--- start Material provided ---

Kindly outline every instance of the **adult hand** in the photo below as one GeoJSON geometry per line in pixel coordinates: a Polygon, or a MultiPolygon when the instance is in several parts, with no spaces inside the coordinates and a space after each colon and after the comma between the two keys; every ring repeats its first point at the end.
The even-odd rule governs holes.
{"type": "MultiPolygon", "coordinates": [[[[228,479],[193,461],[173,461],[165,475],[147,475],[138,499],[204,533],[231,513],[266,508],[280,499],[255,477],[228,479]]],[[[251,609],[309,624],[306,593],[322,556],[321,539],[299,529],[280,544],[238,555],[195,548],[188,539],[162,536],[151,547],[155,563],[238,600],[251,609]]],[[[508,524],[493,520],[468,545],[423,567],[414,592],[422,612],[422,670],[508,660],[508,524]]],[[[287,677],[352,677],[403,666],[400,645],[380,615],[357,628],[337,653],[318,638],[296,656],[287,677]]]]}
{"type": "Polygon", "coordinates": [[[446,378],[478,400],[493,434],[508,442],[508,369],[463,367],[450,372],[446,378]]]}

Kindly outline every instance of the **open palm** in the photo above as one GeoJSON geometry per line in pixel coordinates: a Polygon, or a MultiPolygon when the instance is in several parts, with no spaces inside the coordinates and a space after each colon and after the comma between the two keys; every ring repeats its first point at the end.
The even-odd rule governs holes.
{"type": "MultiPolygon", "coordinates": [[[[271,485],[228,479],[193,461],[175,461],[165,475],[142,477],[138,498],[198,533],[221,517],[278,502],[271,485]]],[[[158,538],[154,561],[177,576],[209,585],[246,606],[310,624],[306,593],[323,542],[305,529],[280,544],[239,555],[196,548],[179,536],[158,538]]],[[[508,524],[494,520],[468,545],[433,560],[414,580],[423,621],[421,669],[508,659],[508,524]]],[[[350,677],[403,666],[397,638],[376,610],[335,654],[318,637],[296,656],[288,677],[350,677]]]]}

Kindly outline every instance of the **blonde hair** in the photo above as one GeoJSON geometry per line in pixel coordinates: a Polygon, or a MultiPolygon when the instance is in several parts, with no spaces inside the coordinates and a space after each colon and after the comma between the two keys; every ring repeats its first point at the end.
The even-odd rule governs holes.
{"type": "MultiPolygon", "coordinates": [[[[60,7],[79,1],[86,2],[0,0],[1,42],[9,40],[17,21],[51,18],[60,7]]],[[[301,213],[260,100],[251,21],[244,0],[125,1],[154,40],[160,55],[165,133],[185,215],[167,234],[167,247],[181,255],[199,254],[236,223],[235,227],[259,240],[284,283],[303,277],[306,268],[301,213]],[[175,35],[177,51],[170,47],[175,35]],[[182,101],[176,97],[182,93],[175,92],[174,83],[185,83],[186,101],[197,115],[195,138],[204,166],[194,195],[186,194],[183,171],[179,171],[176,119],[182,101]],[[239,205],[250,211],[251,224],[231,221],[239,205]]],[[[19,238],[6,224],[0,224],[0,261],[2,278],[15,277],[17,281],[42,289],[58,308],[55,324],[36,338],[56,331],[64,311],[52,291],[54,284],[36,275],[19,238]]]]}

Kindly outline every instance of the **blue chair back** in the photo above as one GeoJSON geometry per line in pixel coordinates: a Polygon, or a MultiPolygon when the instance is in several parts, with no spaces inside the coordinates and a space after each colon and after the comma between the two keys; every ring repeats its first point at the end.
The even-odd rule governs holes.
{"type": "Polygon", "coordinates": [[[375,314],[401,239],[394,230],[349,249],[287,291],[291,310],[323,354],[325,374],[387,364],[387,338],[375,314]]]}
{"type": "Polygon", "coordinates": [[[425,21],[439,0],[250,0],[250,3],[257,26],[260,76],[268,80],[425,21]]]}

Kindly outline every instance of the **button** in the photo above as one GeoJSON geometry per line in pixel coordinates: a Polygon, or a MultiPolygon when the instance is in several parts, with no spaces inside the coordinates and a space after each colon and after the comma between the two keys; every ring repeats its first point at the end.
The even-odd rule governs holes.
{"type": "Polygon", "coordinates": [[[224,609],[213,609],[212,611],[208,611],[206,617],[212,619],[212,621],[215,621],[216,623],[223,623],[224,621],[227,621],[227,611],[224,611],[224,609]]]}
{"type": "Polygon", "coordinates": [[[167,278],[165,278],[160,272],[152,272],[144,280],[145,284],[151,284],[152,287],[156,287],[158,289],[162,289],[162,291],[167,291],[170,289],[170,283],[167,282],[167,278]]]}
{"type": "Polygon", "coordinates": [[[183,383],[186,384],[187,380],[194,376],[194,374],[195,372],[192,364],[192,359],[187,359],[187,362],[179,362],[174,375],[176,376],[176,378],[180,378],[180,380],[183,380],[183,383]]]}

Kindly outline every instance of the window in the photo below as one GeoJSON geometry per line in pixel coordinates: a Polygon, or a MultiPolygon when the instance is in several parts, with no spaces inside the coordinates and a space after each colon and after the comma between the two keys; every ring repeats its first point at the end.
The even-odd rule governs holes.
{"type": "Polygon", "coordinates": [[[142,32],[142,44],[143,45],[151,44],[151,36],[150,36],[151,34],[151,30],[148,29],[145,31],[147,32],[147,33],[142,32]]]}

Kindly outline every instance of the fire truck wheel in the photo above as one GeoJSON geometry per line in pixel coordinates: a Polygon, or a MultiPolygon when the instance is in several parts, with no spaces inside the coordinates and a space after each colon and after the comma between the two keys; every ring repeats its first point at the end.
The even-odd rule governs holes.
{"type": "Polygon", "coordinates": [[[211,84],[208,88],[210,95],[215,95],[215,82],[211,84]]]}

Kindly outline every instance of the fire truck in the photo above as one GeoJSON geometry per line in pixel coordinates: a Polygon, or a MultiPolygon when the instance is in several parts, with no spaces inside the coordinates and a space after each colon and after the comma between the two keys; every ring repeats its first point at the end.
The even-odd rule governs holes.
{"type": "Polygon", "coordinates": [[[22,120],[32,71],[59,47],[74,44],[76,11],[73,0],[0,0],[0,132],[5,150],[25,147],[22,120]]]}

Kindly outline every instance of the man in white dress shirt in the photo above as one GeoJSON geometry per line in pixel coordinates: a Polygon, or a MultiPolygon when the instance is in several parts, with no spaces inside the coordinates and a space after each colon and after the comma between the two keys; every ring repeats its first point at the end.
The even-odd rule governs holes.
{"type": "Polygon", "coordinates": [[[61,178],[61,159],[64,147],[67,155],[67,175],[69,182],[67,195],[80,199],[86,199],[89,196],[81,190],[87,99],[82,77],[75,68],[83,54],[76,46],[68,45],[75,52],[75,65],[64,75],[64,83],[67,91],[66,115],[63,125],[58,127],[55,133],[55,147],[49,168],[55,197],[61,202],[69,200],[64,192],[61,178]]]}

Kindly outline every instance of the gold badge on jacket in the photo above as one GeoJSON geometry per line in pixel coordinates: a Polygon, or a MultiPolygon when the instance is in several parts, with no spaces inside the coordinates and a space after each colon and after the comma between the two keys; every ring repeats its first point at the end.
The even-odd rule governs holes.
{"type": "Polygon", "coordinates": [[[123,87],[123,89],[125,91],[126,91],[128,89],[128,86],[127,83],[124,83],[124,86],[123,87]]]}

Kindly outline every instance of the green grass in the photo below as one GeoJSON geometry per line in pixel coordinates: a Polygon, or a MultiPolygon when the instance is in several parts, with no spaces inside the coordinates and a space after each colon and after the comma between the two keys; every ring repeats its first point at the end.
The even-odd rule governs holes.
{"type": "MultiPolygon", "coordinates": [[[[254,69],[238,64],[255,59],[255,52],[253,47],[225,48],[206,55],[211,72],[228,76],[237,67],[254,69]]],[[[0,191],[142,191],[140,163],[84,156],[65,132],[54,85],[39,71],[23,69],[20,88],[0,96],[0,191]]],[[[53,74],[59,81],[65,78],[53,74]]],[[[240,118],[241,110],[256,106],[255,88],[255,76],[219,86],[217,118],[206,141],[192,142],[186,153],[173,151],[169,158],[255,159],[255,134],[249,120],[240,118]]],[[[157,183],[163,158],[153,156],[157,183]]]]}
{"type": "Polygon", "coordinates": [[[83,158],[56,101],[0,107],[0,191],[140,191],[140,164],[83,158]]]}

--- end Material provided ---

Copy everything from the line containing "Kindly outline every instance of the gold" down through the last line of the records above, including that first line, with every character unchanged.

Kindly outline every instance of the gold badge on jacket in the photo above as one GeoJSON geometry per line in pixel coordinates: a Polygon, or a MultiPolygon when the instance is in several parts, with no spaces inside the coordinates and a space after each colon and after the comma between the two keys; every ring repeats its first point at the end.
The even-odd rule governs holes.
{"type": "Polygon", "coordinates": [[[123,87],[123,89],[125,91],[126,91],[128,89],[128,86],[127,83],[124,83],[124,86],[123,87]]]}

Kindly outline every instance of the green grass in the photo below as one GeoJSON geometry per line in pixel coordinates: a Polygon, or a MultiPolygon when the instance is in several parts, with no spaces inside the coordinates and a space after each colon and after the comma between the two keys; every ring repeats its first point at the end.
The even-odd rule governs holes.
{"type": "MultiPolygon", "coordinates": [[[[254,69],[238,64],[255,59],[255,52],[253,47],[225,48],[206,55],[211,72],[228,76],[237,67],[254,69]]],[[[0,191],[142,191],[140,163],[84,156],[65,132],[54,85],[39,71],[23,69],[20,88],[0,96],[0,191]]],[[[53,74],[59,81],[65,78],[53,74]]],[[[240,118],[241,110],[256,106],[255,88],[255,76],[219,86],[217,118],[206,141],[192,142],[186,153],[173,151],[169,158],[255,159],[255,134],[249,120],[240,118]]],[[[157,183],[163,158],[153,156],[157,183]]]]}
{"type": "Polygon", "coordinates": [[[83,158],[56,101],[0,107],[0,191],[140,191],[140,164],[83,158]]]}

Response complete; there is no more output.